→ **Passage given**
Distributed Computing with TensorFlow

Recommended reading:

TensorFlow supports distributed computing, allowing portions of the graph to be computed on different processes, which may be on completely different servers! In addition, this can be used to distribute computation to servers with powerful GPUs, and have other computations done on servers with more memory, and so on. The interface is a little tricky though, so let’s build from scratch.

Here is our first script, that we will run on a single process, and then move to multiple processes.

import tensorflow as tf

x = tf.constant(2)
y1 = x + 300
y2 = x - 66
y = y1 + y2

with tf.Session() as sess:
    result = sess.run(y)
    print(result)
    

By now, this script shouldn’t scare you too much. We have a constant, and three basic equations. The result (238) gets printed at the end.

TensorFlow works a bit like a server-client model. The idea is that you create a whole bunch of workers that will perform the heavy lifting. You then create a session on one of those workers, and it will compute the graph, possibly distributing parts of it to other clusters on the server.

In order to do this, the main worker, the master, needs to know about the other workers. This is done via the creation of a ClusterSpec, which you need to pass to all workers. A ClusterSpec is built using a dictionary, where the key is a “job name”, and each job contains many workers.

Below is a digram of what this would look like.

The following code creates a ClusterSpect with a job name of “local” and two worker processes.

Note that these processes are not started with this code, just a reference is created that they will be started.

import tensorflow as tf

cluster = tf.train.ClusterSpec({"local": ["localhost:2222", "localhost:2223"]})

Next up, we start the process. To do this, we graph one of these workers, and start it:

server = tf.train.Server(cluster, job_name="local", task_index=1)

The above code starts the “localhost:2223” worker under the “local” job.

Below is a script that you can run from the command line to start the two processes. Save the code on your computer as create_worker.py and run with python create_worker.py 0 and then python create_worker.py 1. You’ll need separate terminals to do this, as the scripts do not finish by their own (they are waiting for instructions).

# Get task number from command line
import sys
task_number = int(sys.argv[1])

import tensorflow as tf

cluster = tf.train.ClusterSpec({"local": ["localhost:2222", "localhost:2223"]})
server = tf.train.Server(cluster, job_name="local", task_index=task_number)

print("Starting server #{}".format(task_number))

server.start()0
server.join()

→ **Exercise set**
a: From the passage on distributed computing with TensorFlow above, translate this sentence into Spanish: "A ClusterSpec is built using a dictionary, where the key is a “job name”, and each job contains many workers."
b: Pick up the passage on distributed computing with TensorFlow after its final line and write what comes next.

→ **Dataset excerpt**

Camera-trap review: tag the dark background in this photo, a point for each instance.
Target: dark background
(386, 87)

→ **Responses to the tasks**
a: Un ClusterSpec se construye a partir de un diccionario, en el que la clave es un «nombre de trabajo», y cada trabajo contiene muchos trabajadores.

b:
After doing this, you’ll find the servers running on two terminals. We are ready to distribute!

The easiest way to “distribute” the job is to just create a session on one of these processes, and then the graph is executed there. Just change the “session” line in the above to:

with tf.Session("grpc://localhost:2222") as sess:

Now, this doesn’t really distribute as much as it sends the job to that server. TensorFlow may distribute the processing to other resources in the cluster, but it may not. We can force this by specifying devices (much like we did with GPUs in the last lesson ):

import tensorflow as tf


cluster = tf.train.ClusterSpec({"local": ["localhost:2222", "localhost:2223"]})

x = tf.constant(2)


with tf.device("/job:local/task:1"):
    y2 = x - 66

with tf.device("/job:local/task:0"):
    y1 = x + 300
    y = y1 + y2


with tf.Session("grpc://localhost:2222") as sess:
    result = sess.run(y)
    print(result)
    

Now we are distributing! This works by allocating tasks to workers, based on the name and task number. The format is:

/job:JOB_NAME/task:TASK_NUMBER

With multiple jobs (i.e. to identify computers with big GPUs), we can distribute the processing in many different ways.

Map and Reduce

MapReduce is a popular paradigm for performing large operations. It is composed of two major steps (although in practice there are a few more).



The first step is known as a map, which means “take this list of things, and apply this function to each of them”. You can do a map in normal python like this:

def myfunction(x):
    return x + 5
    
map_result = map(myfunction, [1, 2, 3])

print(list(map_result))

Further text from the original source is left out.